아래 항목에서 "positive"라는 단어가 들어 있는 줄을 모두 골라 그대로 옮겨 적으세요. 대소문자를 구분합니다.

## 제공 자료:
####

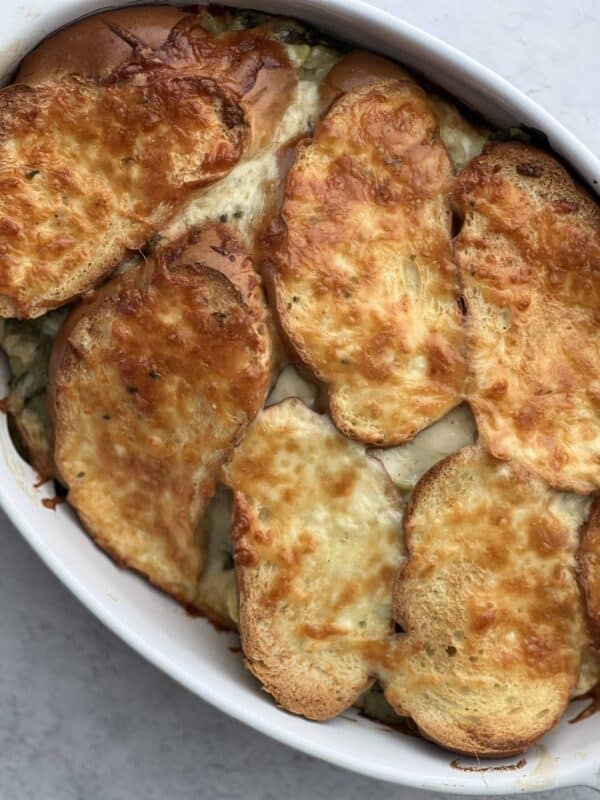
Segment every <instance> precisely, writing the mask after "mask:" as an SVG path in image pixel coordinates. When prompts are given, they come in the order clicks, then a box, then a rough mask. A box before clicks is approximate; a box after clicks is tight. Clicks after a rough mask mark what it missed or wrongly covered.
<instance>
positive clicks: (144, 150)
mask: <svg viewBox="0 0 600 800" xmlns="http://www.w3.org/2000/svg"><path fill="white" fill-rule="evenodd" d="M105 24H108V23H105ZM110 24H111V26H112V29H113V33H114V32H115V31H116V32H117V33H118V36H119V37H120V38H121V39H125V40H127V41H129V43H130V45H131V46H130V50H131V55H130V58H129V59H128V60H126V61H124V62H123V63H121V64H120V65H118V66H117V67H116V68H115V69H114V70H113V71H112V72H111V73H110V75H108V76H107V77H105V78H102V79H99V78H98V77H97V76H94V75H89V74H86V72H85V69H86V68H87V67H88V66H89V65H87V64H84V65H83V67H82V72H80V73H75V74H69V75H66V74H61V75H56V76H55V77H54V78H53V79H52V80H49V81H44V82H42V83H37V84H36V85H33V86H30V85H28V84H14V85H12V86H10V87H8V88H6V89H4V90H3V91H2V92H1V93H0V154H1V157H2V158H3V160H4V161H5V162H6V163H7V164H9V165H10V167H9V169H7V170H5V171H4V173H3V176H2V189H3V191H2V193H1V196H0V219H1V224H0V237H1V241H0V244H1V247H0V314H2V315H4V316H20V317H35V316H38V315H40V314H42V313H43V312H44V311H45V310H47V309H49V308H53V307H56V306H58V305H61V304H64V303H65V302H67V301H68V300H70V299H71V298H73V297H75V296H77V295H78V294H80V293H81V292H83V291H84V290H86V289H89V288H90V287H91V286H93V285H94V284H95V283H97V282H98V281H99V280H100V279H101V278H102V277H104V276H106V274H107V273H109V272H111V271H112V270H113V269H114V267H115V266H116V265H117V264H118V262H119V261H120V260H121V259H122V258H123V257H124V256H125V255H126V254H127V252H128V251H132V250H136V249H139V248H141V247H142V246H143V245H144V243H145V242H146V241H147V240H148V239H149V238H150V237H151V236H152V234H153V233H154V232H155V230H156V229H157V227H160V226H161V225H163V224H164V223H165V222H166V221H167V220H168V219H169V218H170V217H172V216H173V214H174V213H175V211H176V209H177V207H178V205H179V204H181V202H182V201H183V200H185V198H186V197H187V196H188V195H189V194H190V193H191V192H192V191H193V190H198V189H200V188H204V187H206V186H208V185H210V184H211V183H214V182H215V181H216V180H218V179H219V178H221V177H222V176H223V175H225V174H226V173H227V172H228V171H229V170H230V169H231V168H232V167H233V166H234V165H235V164H236V163H237V162H238V161H239V160H240V158H242V156H244V155H245V154H250V153H251V152H254V151H255V150H257V149H260V147H262V145H263V143H264V141H265V138H266V139H269V138H270V135H271V134H272V132H273V130H274V129H275V127H276V126H277V124H278V122H279V119H280V117H281V116H282V114H283V112H284V111H285V108H286V106H287V104H288V103H289V101H290V99H291V97H292V95H293V92H294V86H295V83H296V73H295V69H294V67H293V66H292V64H291V63H290V61H289V59H288V57H287V55H286V54H285V51H284V49H283V47H282V45H281V44H280V43H279V42H278V41H277V40H276V39H275V38H274V37H273V36H271V34H270V32H269V31H268V30H263V29H256V30H254V31H253V30H249V31H236V32H232V33H231V34H229V38H227V35H224V37H225V38H224V37H215V36H212V35H211V34H209V33H208V32H207V31H205V30H204V29H203V28H202V27H201V25H200V23H199V22H198V21H196V18H195V17H193V16H186V17H185V18H184V19H183V20H182V21H180V23H178V25H177V26H176V27H175V28H174V29H173V31H171V33H170V34H169V36H168V37H167V39H166V42H165V44H164V45H163V46H161V47H160V48H158V49H156V50H154V49H152V48H150V47H147V46H145V45H142V44H140V43H139V42H138V40H137V39H135V37H134V36H133V34H131V35H130V34H129V33H128V32H127V30H126V29H125V28H122V27H119V26H117V25H116V23H115V22H111V23H110ZM114 35H115V36H116V35H117V34H116V33H114ZM88 36H89V33H88ZM49 41H50V40H49ZM90 45H91V42H90ZM48 46H49V44H46V45H42V46H41V48H40V50H41V51H42V52H41V53H38V55H37V62H38V72H37V73H34V74H33V76H32V80H33V79H35V78H36V75H37V77H39V72H40V70H42V67H43V64H44V54H43V48H44V47H48ZM108 53H112V51H111V50H110V48H108ZM50 60H51V59H50ZM109 61H110V62H111V63H112V59H110V58H109ZM72 66H73V65H72ZM42 71H43V70H42Z"/></svg>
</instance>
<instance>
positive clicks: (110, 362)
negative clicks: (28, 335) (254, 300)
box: [50, 227, 271, 606]
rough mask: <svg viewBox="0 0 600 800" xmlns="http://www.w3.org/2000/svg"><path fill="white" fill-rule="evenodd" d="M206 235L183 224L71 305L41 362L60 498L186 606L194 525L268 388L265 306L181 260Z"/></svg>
mask: <svg viewBox="0 0 600 800" xmlns="http://www.w3.org/2000/svg"><path fill="white" fill-rule="evenodd" d="M214 233H215V231H214V229H212V228H210V227H208V228H206V229H205V230H204V231H201V232H200V233H194V234H191V235H190V238H189V240H188V244H189V249H188V247H187V246H186V242H183V243H181V245H180V246H179V247H173V248H169V249H167V250H165V251H160V252H158V253H157V255H156V256H155V258H154V259H153V260H151V261H149V262H148V264H147V266H146V268H145V269H142V270H134V271H132V272H128V273H125V274H123V275H121V276H119V277H118V278H115V279H114V280H113V281H112V282H111V283H109V284H107V285H106V287H103V289H102V290H100V291H99V292H98V295H97V297H96V299H94V300H92V302H91V303H89V304H85V303H84V304H82V306H81V307H79V308H78V309H77V311H76V312H74V315H73V316H72V317H71V318H70V320H69V321H68V322H67V323H66V325H65V327H64V328H63V330H62V331H61V335H60V337H59V339H58V340H57V341H56V343H55V346H54V351H53V356H52V362H51V368H50V379H51V384H50V390H51V397H52V410H53V416H54V422H55V441H56V444H55V461H56V466H57V469H58V472H59V474H60V476H61V478H62V480H63V481H64V482H65V484H66V485H67V486H68V489H69V494H68V499H69V501H70V503H71V504H72V505H73V506H74V507H75V508H76V510H77V511H78V513H79V515H80V517H81V519H82V521H83V524H84V525H85V527H86V528H87V530H88V531H89V532H90V534H91V535H92V536H93V538H94V539H95V540H96V542H97V543H98V544H99V545H100V546H101V547H103V548H104V549H105V550H107V551H108V552H109V553H110V554H112V555H113V556H114V557H115V558H116V559H117V560H118V561H120V562H122V563H123V564H125V565H127V566H130V567H134V568H135V569H137V570H139V571H140V572H142V573H143V574H144V575H146V576H147V577H148V578H149V579H150V580H151V581H152V582H153V583H155V584H157V585H158V586H160V587H161V588H163V589H165V590H166V591H167V592H170V593H171V594H172V595H174V596H175V597H176V598H177V599H178V600H180V601H181V602H183V603H185V604H188V605H191V606H194V600H195V595H196V587H197V583H198V579H199V576H200V574H201V571H202V568H203V566H204V564H203V561H204V556H203V552H202V548H201V547H200V543H199V540H198V533H197V526H198V522H199V520H200V518H201V516H202V514H203V512H204V510H205V508H206V506H207V504H208V502H209V500H210V498H211V497H212V495H213V494H214V491H215V482H216V479H217V476H218V472H219V468H220V466H221V464H222V462H223V461H224V459H225V458H226V457H227V455H228V453H229V451H230V450H231V448H232V446H233V445H234V444H235V443H236V441H237V440H238V439H239V437H240V436H241V435H242V433H243V432H244V429H245V427H246V425H247V424H248V422H249V420H251V419H252V418H253V416H254V415H255V414H256V413H257V411H258V409H259V408H260V407H261V406H262V404H263V403H264V399H265V396H266V393H267V390H268V387H269V385H270V354H271V343H270V336H269V332H268V327H267V325H266V321H265V314H264V312H262V311H261V310H260V308H259V307H258V305H257V304H256V303H252V302H246V301H245V300H244V297H243V296H242V293H241V292H240V290H239V289H238V288H237V287H236V286H235V285H234V284H233V283H232V282H231V281H230V280H229V279H228V278H227V277H226V276H225V275H223V274H222V273H221V272H219V271H217V270H215V269H212V268H211V267H210V266H206V265H205V264H204V263H202V261H201V260H200V261H198V260H194V259H197V258H198V255H197V251H198V248H199V242H198V236H201V235H202V234H204V235H206V237H207V238H208V240H209V241H213V238H214ZM222 246H223V247H225V246H226V242H225V241H223V242H222ZM245 280H246V279H245V278H243V279H242V283H244V281H245Z"/></svg>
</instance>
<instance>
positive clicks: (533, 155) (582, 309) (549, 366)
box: [454, 142, 600, 493]
mask: <svg viewBox="0 0 600 800" xmlns="http://www.w3.org/2000/svg"><path fill="white" fill-rule="evenodd" d="M454 199H455V202H456V205H457V207H458V210H459V212H460V213H461V214H463V215H464V217H465V219H464V224H463V227H462V230H461V232H460V235H459V236H458V238H457V239H456V260H457V264H458V266H459V270H460V278H461V281H462V284H463V292H464V297H465V301H466V305H467V317H466V323H467V324H466V330H467V342H468V353H469V358H468V363H469V370H470V385H469V392H468V399H469V402H470V404H471V406H472V408H473V411H474V414H475V418H476V420H477V426H478V429H479V434H480V436H481V440H482V442H483V443H484V444H485V446H486V447H487V448H488V449H489V450H490V451H491V452H492V453H493V454H494V455H495V456H496V457H497V458H501V459H514V460H515V461H518V462H520V463H521V464H523V465H524V466H525V467H526V468H527V469H529V470H531V471H532V472H534V473H536V474H537V475H539V476H540V477H542V478H544V480H546V481H547V482H548V483H549V484H551V485H552V486H555V487H558V488H562V489H568V490H571V491H575V492H582V493H585V492H591V491H592V490H593V489H596V488H598V487H599V486H600V415H599V413H598V403H599V402H600V335H599V333H598V313H599V310H600V279H599V277H598V275H599V274H600V272H599V271H600V211H599V208H598V205H597V203H596V202H594V201H593V200H592V199H591V197H590V196H589V195H588V194H587V193H586V192H584V191H583V189H582V188H581V187H580V186H578V185H577V184H576V183H575V182H574V181H573V179H572V178H571V176H570V175H569V174H568V173H567V171H566V170H565V169H564V168H563V167H562V166H560V164H558V162H557V161H556V160H555V159H554V158H552V157H551V156H550V155H548V154H547V153H544V152H543V151H541V150H538V149H536V148H535V147H531V146H529V145H524V144H519V143H516V142H509V143H502V144H494V145H489V146H488V147H486V149H485V151H484V154H483V155H481V156H480V157H478V158H476V159H475V160H474V161H472V162H471V164H470V165H469V166H468V167H467V169H466V170H465V171H464V172H463V173H462V175H461V176H460V177H459V178H458V181H457V184H456V187H455V190H454Z"/></svg>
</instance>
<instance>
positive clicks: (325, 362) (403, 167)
mask: <svg viewBox="0 0 600 800" xmlns="http://www.w3.org/2000/svg"><path fill="white" fill-rule="evenodd" d="M452 174H453V170H452V165H451V163H450V159H449V157H448V154H447V152H446V149H445V147H444V146H443V144H442V142H441V141H440V139H439V136H438V132H437V125H436V122H435V119H434V117H433V115H432V114H431V112H430V110H429V107H428V104H427V98H426V96H425V94H424V92H423V91H422V90H421V89H419V88H418V87H417V86H416V85H415V84H414V83H412V82H411V81H407V80H398V81H396V80H387V81H379V82H377V83H374V84H370V85H368V86H365V87H360V88H358V89H354V90H352V91H350V92H348V93H347V94H345V95H343V96H342V97H341V98H340V99H339V100H338V101H337V102H336V103H334V105H333V106H332V108H331V110H330V111H329V112H328V114H327V115H326V117H325V118H324V120H323V121H322V123H321V124H320V126H319V127H318V129H317V131H316V133H315V136H314V138H313V139H312V140H310V141H306V142H304V143H303V144H301V145H300V146H299V148H298V152H297V157H296V161H295V163H294V165H293V167H292V169H291V170H290V172H289V174H288V177H287V180H286V183H285V188H284V202H283V207H282V211H281V217H280V218H278V219H277V220H275V221H274V223H273V225H272V226H271V232H270V236H271V245H272V264H271V270H272V275H271V277H270V281H271V283H272V287H273V290H274V295H275V304H276V308H277V313H278V316H279V319H280V320H281V324H282V327H283V329H284V331H285V333H286V335H287V337H288V338H289V340H290V342H291V343H292V345H293V347H294V348H295V350H296V352H297V354H298V356H299V357H300V358H301V359H302V361H303V362H304V363H305V364H306V366H307V367H308V368H309V369H311V370H312V371H313V373H314V374H315V375H316V377H318V378H319V379H320V380H321V381H323V382H324V383H326V384H327V387H328V390H329V402H330V410H331V415H332V418H333V420H334V422H335V424H336V425H337V427H338V428H339V429H340V430H341V431H342V432H343V433H345V434H347V435H349V436H351V437H353V438H356V439H359V440H361V441H364V442H367V443H369V444H379V445H391V444H398V443H400V442H403V441H405V440H407V439H409V438H411V437H412V436H413V435H414V434H415V433H417V432H418V431H419V430H421V429H422V428H424V427H426V426H427V425H429V424H430V423H431V422H433V421H434V420H436V419H437V418H439V417H441V416H443V415H444V414H445V413H446V412H447V411H449V410H450V409H451V408H452V407H453V406H455V405H457V404H458V403H459V402H460V396H461V392H462V388H463V378H464V361H463V354H462V344H463V336H462V328H461V315H460V311H459V306H458V303H457V300H458V289H457V282H456V274H455V273H456V271H455V268H454V265H453V263H452V258H451V248H450V224H451V215H450V205H449V200H448V192H449V189H450V185H451V180H452Z"/></svg>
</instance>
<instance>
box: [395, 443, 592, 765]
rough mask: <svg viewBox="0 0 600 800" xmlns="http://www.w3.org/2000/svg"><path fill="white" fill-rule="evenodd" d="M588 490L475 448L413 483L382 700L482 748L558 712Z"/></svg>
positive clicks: (419, 727) (570, 681) (509, 740)
mask: <svg viewBox="0 0 600 800" xmlns="http://www.w3.org/2000/svg"><path fill="white" fill-rule="evenodd" d="M586 509H587V501H586V500H584V499H583V498H577V497H575V496H572V495H566V494H562V493H559V492H556V491H554V490H552V489H550V488H549V487H548V486H547V485H546V484H545V483H544V482H542V481H541V480H539V479H537V478H534V477H533V476H531V475H528V474H527V473H525V472H524V471H523V470H521V469H520V468H518V467H517V466H514V465H511V464H506V463H503V462H500V461H497V460H496V459H494V458H493V457H492V456H490V455H489V454H488V453H487V452H486V451H485V450H484V449H483V448H482V447H479V446H474V447H467V448H464V449H463V450H460V451H459V452H458V453H456V454H454V455H452V456H450V457H449V458H448V459H446V460H445V461H443V462H441V463H440V464H438V465H436V466H435V467H434V468H433V469H432V470H431V471H430V472H429V473H427V474H426V475H425V476H424V477H423V479H422V480H421V482H420V483H419V484H418V485H417V487H416V489H415V491H414V494H413V498H412V500H411V504H410V506H409V508H408V510H407V513H406V514H405V518H404V528H405V535H406V540H407V545H408V550H409V558H408V561H407V563H406V565H405V567H404V568H403V570H402V571H401V573H400V574H399V576H398V579H397V581H396V584H395V593H394V615H395V618H396V619H397V620H398V621H399V622H400V624H401V625H402V627H403V628H404V630H405V631H406V633H405V634H403V635H401V636H400V637H399V638H398V640H397V644H396V649H395V650H391V651H390V653H388V655H387V656H386V664H385V673H384V676H383V681H384V683H386V684H387V686H386V697H387V699H388V700H389V701H390V703H391V704H392V705H393V706H394V707H395V708H396V710H398V711H399V710H400V709H402V711H403V712H404V713H407V714H409V715H410V716H411V717H413V719H414V720H415V722H416V723H417V725H418V726H419V728H420V730H421V731H422V732H423V733H424V734H425V735H426V736H427V737H429V738H431V739H433V740H434V741H437V742H439V743H441V744H443V745H444V746H445V747H448V748H450V749H452V750H456V751H457V752H463V753H471V754H475V755H480V756H501V755H510V754H513V753H516V752H519V751H522V750H524V749H525V748H526V747H527V746H528V745H529V744H531V742H533V741H535V740H536V739H538V738H539V737H540V736H542V735H543V734H544V733H545V732H546V731H548V730H549V729H550V728H551V727H552V726H553V725H554V724H555V723H556V722H557V721H558V719H559V718H560V715H561V714H562V712H563V711H564V709H565V707H566V705H567V703H568V701H569V697H570V694H571V692H572V691H573V690H574V688H575V685H576V683H577V678H578V673H579V668H580V663H581V658H582V654H583V652H584V650H585V648H586V647H587V645H588V632H587V626H586V621H585V617H584V612H583V607H582V601H581V597H580V593H579V591H578V587H577V580H576V550H577V545H578V529H579V525H580V523H581V521H582V519H583V518H584V517H585V513H586Z"/></svg>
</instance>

####

## 과제 답안:
positive clicks: (144, 150)
positive clicks: (110, 362)
positive clicks: (533, 155) (582, 309) (549, 366)
positive clicks: (325, 362) (403, 167)
positive clicks: (419, 727) (570, 681) (509, 740)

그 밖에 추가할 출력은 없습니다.